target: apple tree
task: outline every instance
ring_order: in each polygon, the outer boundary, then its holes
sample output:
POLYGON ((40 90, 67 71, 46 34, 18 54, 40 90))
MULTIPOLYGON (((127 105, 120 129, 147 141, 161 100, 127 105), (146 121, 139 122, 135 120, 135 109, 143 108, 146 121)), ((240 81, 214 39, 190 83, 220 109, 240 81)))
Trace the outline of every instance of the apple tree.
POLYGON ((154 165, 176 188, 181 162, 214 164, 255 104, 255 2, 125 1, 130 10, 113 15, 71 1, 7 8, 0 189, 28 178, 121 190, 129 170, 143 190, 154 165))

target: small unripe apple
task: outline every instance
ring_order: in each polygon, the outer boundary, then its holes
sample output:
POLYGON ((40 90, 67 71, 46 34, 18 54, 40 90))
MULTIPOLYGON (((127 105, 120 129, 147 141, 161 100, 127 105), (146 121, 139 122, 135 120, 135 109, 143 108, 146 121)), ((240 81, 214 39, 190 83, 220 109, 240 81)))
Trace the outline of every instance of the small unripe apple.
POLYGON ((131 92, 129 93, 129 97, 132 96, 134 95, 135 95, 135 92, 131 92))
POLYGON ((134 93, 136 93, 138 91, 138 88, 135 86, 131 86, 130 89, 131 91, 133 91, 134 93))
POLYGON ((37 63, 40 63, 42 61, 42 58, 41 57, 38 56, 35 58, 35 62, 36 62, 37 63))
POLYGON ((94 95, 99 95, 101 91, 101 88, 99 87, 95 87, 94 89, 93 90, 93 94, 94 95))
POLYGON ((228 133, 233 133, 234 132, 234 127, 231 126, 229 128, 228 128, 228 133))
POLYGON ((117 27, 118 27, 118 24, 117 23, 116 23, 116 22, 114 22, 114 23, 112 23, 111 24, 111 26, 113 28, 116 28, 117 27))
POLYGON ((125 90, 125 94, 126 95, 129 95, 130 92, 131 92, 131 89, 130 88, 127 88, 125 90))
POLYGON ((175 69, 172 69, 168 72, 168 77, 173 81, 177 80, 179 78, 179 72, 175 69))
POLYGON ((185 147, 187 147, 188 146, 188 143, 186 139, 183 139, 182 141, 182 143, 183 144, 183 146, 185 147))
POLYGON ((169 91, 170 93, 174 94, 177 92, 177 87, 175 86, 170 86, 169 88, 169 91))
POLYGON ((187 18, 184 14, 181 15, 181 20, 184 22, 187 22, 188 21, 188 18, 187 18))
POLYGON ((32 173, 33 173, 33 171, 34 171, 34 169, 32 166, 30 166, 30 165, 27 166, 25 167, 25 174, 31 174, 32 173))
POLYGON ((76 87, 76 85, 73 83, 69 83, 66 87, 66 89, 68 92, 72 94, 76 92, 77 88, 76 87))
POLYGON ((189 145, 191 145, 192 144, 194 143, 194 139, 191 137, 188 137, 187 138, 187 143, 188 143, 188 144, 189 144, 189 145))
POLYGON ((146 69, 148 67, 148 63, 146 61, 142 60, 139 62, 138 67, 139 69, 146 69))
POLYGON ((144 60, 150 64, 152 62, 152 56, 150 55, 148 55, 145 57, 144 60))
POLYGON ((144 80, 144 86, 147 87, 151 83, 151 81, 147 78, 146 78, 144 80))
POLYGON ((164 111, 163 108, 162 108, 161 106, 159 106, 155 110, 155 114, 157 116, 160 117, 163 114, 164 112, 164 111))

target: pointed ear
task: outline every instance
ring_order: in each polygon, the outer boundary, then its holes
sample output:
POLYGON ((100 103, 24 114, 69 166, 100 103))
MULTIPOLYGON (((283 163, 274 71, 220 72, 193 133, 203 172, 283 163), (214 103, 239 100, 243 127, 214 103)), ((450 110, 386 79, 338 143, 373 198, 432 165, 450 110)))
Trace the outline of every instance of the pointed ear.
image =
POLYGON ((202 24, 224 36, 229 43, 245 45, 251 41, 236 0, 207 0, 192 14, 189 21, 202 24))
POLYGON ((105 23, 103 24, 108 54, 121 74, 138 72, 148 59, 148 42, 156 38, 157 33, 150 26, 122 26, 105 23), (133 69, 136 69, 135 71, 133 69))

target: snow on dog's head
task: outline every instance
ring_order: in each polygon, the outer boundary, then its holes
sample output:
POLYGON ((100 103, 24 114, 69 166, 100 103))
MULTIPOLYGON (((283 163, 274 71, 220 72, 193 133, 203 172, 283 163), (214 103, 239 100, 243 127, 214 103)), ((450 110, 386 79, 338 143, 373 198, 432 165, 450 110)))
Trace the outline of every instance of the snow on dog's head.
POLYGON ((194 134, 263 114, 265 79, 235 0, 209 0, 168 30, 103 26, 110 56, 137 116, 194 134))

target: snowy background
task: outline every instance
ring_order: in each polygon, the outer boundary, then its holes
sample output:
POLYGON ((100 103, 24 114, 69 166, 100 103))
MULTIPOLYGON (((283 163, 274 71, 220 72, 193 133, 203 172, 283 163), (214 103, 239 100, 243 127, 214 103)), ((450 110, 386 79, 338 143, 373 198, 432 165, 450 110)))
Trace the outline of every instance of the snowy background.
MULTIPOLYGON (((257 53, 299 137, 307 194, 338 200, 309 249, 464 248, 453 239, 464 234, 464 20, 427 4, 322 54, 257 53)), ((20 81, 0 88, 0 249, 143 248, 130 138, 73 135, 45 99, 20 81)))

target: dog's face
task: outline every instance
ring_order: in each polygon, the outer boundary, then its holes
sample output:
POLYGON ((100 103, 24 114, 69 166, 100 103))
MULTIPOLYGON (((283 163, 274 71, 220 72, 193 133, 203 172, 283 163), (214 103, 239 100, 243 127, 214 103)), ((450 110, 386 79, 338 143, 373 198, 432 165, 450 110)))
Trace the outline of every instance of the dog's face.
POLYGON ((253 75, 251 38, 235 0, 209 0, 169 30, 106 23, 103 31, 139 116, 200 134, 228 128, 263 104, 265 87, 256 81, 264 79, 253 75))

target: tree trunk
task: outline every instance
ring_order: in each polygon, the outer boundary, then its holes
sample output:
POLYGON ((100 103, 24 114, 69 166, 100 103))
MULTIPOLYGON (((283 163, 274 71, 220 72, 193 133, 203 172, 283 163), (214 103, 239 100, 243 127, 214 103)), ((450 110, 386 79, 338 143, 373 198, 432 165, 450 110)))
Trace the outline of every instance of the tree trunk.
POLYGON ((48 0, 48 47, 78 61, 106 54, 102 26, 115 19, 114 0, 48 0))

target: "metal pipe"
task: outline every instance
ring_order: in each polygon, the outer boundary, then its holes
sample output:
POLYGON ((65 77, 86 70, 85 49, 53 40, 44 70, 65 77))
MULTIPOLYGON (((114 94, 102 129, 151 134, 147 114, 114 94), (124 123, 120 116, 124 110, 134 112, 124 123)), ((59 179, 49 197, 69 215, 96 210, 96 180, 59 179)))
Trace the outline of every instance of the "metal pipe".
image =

**Work required:**
Write every line of the data above as a numbered list, leaving out the blank lines.

**Correct result:**
1. target: apple tree
2. task: outline every instance
3. ring_order: in each polygon, the outer boundary, then its holes
4. sample output:
5. POLYGON ((40 90, 67 71, 46 34, 18 54, 40 90))
6. MULTIPOLYGON (((127 105, 120 129, 147 141, 161 100, 127 105), (146 121, 139 122, 135 120, 135 109, 143 108, 146 121)), ((240 81, 214 39, 190 83, 220 109, 240 81)))
7. Trace the outline of every instance of the apple tree.
8. POLYGON ((154 165, 176 188, 181 162, 214 164, 255 104, 255 2, 125 1, 130 10, 113 15, 71 1, 7 8, 0 189, 28 178, 121 190, 129 170, 143 190, 154 165))
9. target: small unripe apple
10. task: outline every instance
11. ring_order: in each polygon, the outer boundary, then its holes
12. sample output:
13. POLYGON ((40 90, 67 71, 46 34, 18 54, 40 90))
14. MULTIPOLYGON (((127 105, 120 129, 147 141, 161 100, 127 105), (146 121, 139 122, 135 120, 135 109, 143 108, 146 121)), ((240 81, 214 39, 190 83, 220 109, 240 81)))
15. Trace the outline of every instance of the small unripe apple.
16. POLYGON ((131 92, 129 93, 129 97, 132 96, 134 95, 135 95, 135 92, 131 92))
17. POLYGON ((134 93, 136 93, 138 91, 138 88, 135 86, 131 86, 130 89, 131 91, 133 91, 134 93))
18. POLYGON ((37 63, 40 63, 42 61, 42 58, 41 57, 38 56, 35 58, 35 62, 36 62, 37 63))
19. POLYGON ((94 95, 99 95, 101 91, 101 88, 99 87, 95 87, 94 89, 93 90, 93 94, 94 95))
20. POLYGON ((228 133, 233 133, 234 132, 234 127, 231 126, 229 128, 228 128, 228 133))
21. POLYGON ((117 27, 118 27, 118 24, 117 23, 116 23, 116 22, 114 22, 114 23, 112 23, 111 24, 111 26, 113 28, 116 28, 117 27))
22. POLYGON ((125 90, 125 94, 126 95, 129 95, 130 92, 131 92, 131 89, 130 88, 127 88, 125 90))
23. POLYGON ((175 69, 172 69, 168 72, 168 77, 173 81, 177 80, 179 78, 179 72, 175 69))
24. POLYGON ((185 147, 187 147, 188 146, 188 143, 186 139, 183 139, 182 141, 182 143, 183 144, 183 146, 185 147))
25. POLYGON ((169 91, 170 93, 174 94, 177 92, 177 87, 175 86, 170 86, 169 88, 169 91))
26. POLYGON ((187 18, 184 14, 181 15, 181 20, 184 22, 187 22, 188 21, 188 18, 187 18))
27. POLYGON ((32 173, 33 173, 33 171, 34 171, 34 169, 32 166, 30 166, 30 165, 27 166, 25 167, 25 174, 31 174, 32 173))
28. POLYGON ((76 87, 76 85, 73 83, 69 83, 66 87, 66 89, 68 92, 72 94, 76 92, 77 88, 76 87))
29. POLYGON ((189 145, 191 145, 192 144, 194 143, 194 139, 191 137, 188 137, 187 138, 187 143, 188 143, 188 144, 189 144, 189 145))
30. POLYGON ((146 69, 148 67, 148 63, 146 61, 142 60, 139 62, 138 67, 139 69, 146 69))
31. POLYGON ((144 60, 150 64, 152 62, 152 56, 150 55, 148 55, 145 57, 144 60))
32. POLYGON ((144 80, 144 86, 147 87, 151 83, 151 81, 147 78, 146 78, 144 80))
33. POLYGON ((164 111, 163 108, 162 108, 161 106, 159 106, 155 110, 155 114, 157 116, 160 117, 163 114, 164 112, 164 111))
34. target: pointed ear
35. task: outline every instance
36. ring_order: in each polygon, the outer boundary, then its holes
37. sample output:
38. POLYGON ((100 103, 24 114, 69 166, 100 103))
39. MULTIPOLYGON (((283 163, 274 71, 220 72, 193 133, 203 172, 283 163), (214 103, 239 100, 243 127, 214 103)), ((450 110, 386 79, 338 143, 373 198, 432 165, 450 110)))
40. Trace the outline of every instance of the pointed ear.
41. image =
42. POLYGON ((202 24, 224 36, 229 43, 245 45, 251 41, 236 0, 207 0, 192 14, 189 21, 202 24))
43. POLYGON ((105 23, 103 24, 108 54, 121 74, 138 72, 148 59, 148 42, 156 38, 157 33, 150 26, 122 26, 105 23), (133 69, 136 69, 135 71, 133 69))
44. target: snow on dog's head
45. task: outline every instance
46. ring_order: in each polygon, the outer boundary, then its holes
47. sample output:
48. POLYGON ((100 103, 24 114, 69 166, 100 103))
49. MULTIPOLYGON (((283 163, 274 71, 220 72, 193 133, 203 172, 283 163), (214 103, 239 100, 243 127, 214 103)), ((450 110, 386 79, 338 143, 373 198, 432 165, 450 110)))
50. Trace the outline of every instance of the snow on dog's head.
51. POLYGON ((194 134, 263 114, 265 79, 235 0, 209 0, 168 30, 103 26, 110 56, 137 116, 194 134))
52. target: snowy background
53. task: outline every instance
54. ring_order: in each polygon, the outer boundary, then its holes
55. sample output:
56. POLYGON ((100 103, 24 114, 69 166, 100 103))
57. MULTIPOLYGON (((283 163, 274 71, 220 72, 193 133, 203 172, 283 163), (214 103, 239 100, 243 127, 214 103)), ((450 110, 386 79, 338 143, 373 198, 432 165, 450 110)))
58. Trace the outline of every instance of the snowy background.
59. MULTIPOLYGON (((257 53, 299 137, 307 194, 338 200, 309 249, 464 248, 453 239, 464 234, 464 20, 427 4, 322 54, 257 53)), ((20 81, 0 88, 0 249, 143 248, 130 138, 73 135, 45 99, 20 81)))
60. target: dog's face
61. task: outline every instance
62. ring_order: in each polygon, the outer boundary, then its holes
63. sample output:
64. POLYGON ((100 103, 24 114, 69 166, 100 103))
65. MULTIPOLYGON (((283 163, 274 71, 220 72, 193 133, 203 172, 283 163), (214 103, 239 100, 243 127, 214 103)), ((450 110, 386 79, 338 143, 373 198, 432 165, 450 110)))
66. Trace the outline of every instance of the dog's face.
67. POLYGON ((253 75, 251 38, 235 0, 209 0, 169 30, 106 23, 103 31, 139 116, 200 134, 228 128, 263 104, 265 87, 256 81, 264 79, 253 75))
68. target: tree trunk
69. task: outline every instance
70. ring_order: in each polygon, the outer boundary, then its holes
71. sample output:
72. POLYGON ((100 103, 24 114, 69 166, 100 103))
73. MULTIPOLYGON (((283 163, 274 71, 220 72, 193 133, 203 172, 283 163), (214 103, 239 100, 243 127, 214 103)), ((450 110, 386 79, 338 143, 373 198, 432 165, 450 110)))
74. Trace the outline of every instance of the tree trunk.
75. POLYGON ((48 0, 48 47, 78 61, 106 54, 102 26, 115 19, 114 0, 48 0))
76. target: "metal pipe"
77. task: outline every instance
78. ring_order: in each polygon, the outer boundary, then its holes
79. sample output:
80. POLYGON ((65 77, 86 70, 85 49, 53 40, 44 70, 65 77))
81. MULTIPOLYGON (((114 94, 102 129, 151 134, 147 114, 114 94), (124 123, 120 116, 124 110, 134 112, 124 123)), ((59 179, 49 197, 69 215, 96 210, 96 180, 59 179)))
82. Trace the outline of every instance of the "metal pipe".
83. image =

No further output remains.